▽

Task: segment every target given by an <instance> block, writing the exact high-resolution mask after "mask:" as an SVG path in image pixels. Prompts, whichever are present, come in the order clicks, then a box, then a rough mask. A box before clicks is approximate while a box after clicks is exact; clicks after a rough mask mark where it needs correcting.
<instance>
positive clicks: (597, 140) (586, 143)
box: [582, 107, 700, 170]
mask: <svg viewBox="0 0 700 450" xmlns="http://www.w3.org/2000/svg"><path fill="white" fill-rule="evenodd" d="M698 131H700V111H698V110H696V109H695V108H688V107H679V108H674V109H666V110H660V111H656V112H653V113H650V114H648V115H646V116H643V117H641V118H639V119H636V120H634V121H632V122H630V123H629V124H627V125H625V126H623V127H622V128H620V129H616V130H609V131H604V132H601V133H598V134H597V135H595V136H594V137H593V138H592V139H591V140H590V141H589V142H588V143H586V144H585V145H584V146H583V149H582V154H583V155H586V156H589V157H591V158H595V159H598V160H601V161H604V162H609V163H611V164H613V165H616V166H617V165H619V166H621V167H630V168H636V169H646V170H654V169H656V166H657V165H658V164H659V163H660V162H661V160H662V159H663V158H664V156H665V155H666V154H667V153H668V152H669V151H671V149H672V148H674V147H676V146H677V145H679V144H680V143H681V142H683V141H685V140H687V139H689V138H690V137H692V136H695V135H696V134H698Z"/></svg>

△

▶ **ABOUT THIS EXERCISE**
Please reproduce each record precisely as written.

▶ **RESULT OF THIS EXERCISE**
Task: segment every target given by an <instance> block, writing the exact high-resolution mask after "mask:" as an SVG path in image pixels. Prompts, whichever are present, come in the order clicks, then a box, then a rough mask. A box before clicks is approximate while a box after clicks is exact; clicks after a rough mask mark where it needs correcting.
<instance>
positive clicks: (597, 140) (586, 143)
box: [582, 107, 700, 170]
mask: <svg viewBox="0 0 700 450" xmlns="http://www.w3.org/2000/svg"><path fill="white" fill-rule="evenodd" d="M698 131H700V111H698V110H696V109H695V108H688V107H679V108H674V109H666V110H660V111H656V112H653V113H650V114H648V115H646V116H643V117H641V118H639V119H636V120H634V121H632V122H630V123H629V124H627V125H625V126H623V127H622V128H620V129H616V130H609V131H604V132H601V133H598V134H597V135H595V136H594V137H593V138H592V139H591V140H590V141H589V142H588V143H586V144H585V145H584V146H583V149H582V154H583V155H586V156H589V157H591V158H595V159H598V160H601V161H604V162H609V163H611V164H613V165H616V166H617V165H619V166H621V167H630V168H636V169H646V170H654V169H656V166H657V165H658V164H659V163H660V162H661V160H662V159H663V158H664V156H665V155H666V154H667V153H668V152H669V151H671V149H672V148H674V147H676V146H677V145H679V144H680V143H681V142H683V141H685V140H687V139H689V138H690V137H692V136H695V135H696V134H698Z"/></svg>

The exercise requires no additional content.